SHORT TASK –
Extract every line of the data that contains the word "conical".

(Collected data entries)
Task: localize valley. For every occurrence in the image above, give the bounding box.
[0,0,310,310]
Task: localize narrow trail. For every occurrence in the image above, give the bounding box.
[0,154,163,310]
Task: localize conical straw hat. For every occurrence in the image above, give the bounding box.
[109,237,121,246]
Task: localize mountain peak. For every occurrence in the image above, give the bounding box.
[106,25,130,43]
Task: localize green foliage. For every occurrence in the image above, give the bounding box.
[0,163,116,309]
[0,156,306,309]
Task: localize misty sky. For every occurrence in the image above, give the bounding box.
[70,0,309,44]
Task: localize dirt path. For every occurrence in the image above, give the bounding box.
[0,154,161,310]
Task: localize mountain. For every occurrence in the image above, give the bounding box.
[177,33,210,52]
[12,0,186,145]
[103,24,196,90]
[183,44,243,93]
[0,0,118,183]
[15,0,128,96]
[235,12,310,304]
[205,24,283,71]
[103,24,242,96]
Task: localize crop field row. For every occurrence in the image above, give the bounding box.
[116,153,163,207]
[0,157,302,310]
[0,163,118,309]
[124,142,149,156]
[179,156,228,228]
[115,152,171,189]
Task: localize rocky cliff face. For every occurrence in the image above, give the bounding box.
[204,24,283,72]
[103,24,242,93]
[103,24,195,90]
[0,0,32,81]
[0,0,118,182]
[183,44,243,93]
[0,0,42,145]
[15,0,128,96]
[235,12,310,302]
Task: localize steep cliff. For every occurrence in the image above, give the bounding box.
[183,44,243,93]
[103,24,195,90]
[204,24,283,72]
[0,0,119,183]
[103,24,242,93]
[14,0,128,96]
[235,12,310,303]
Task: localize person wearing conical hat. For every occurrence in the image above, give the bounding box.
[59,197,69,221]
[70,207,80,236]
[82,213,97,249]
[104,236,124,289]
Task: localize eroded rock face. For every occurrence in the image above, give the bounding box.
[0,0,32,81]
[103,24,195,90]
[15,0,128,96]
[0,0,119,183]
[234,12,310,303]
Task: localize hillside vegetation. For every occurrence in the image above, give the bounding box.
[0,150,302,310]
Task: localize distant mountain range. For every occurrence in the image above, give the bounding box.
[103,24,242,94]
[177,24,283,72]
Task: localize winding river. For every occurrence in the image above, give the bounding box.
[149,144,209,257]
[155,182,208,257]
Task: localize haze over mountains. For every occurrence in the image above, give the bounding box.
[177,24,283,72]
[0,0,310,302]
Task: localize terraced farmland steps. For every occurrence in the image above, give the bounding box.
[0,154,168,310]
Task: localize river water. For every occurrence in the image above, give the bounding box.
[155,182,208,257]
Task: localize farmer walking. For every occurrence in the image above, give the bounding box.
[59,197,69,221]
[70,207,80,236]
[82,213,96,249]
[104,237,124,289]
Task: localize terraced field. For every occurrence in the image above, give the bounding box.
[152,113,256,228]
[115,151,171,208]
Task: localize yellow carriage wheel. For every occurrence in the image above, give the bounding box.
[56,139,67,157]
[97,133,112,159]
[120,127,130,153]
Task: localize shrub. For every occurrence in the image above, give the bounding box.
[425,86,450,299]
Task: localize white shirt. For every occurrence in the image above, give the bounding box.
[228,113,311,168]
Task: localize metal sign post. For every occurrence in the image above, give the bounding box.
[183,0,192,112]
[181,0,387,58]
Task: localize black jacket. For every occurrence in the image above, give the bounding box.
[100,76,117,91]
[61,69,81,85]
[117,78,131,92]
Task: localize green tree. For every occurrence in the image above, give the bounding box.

WORKED SOLUTION –
Task: localize conical straw hat. For every occurrence in the image above, give the bounding box.
Task: localize person wearing conical hat. For every occurrence in the image above, give the bounding box.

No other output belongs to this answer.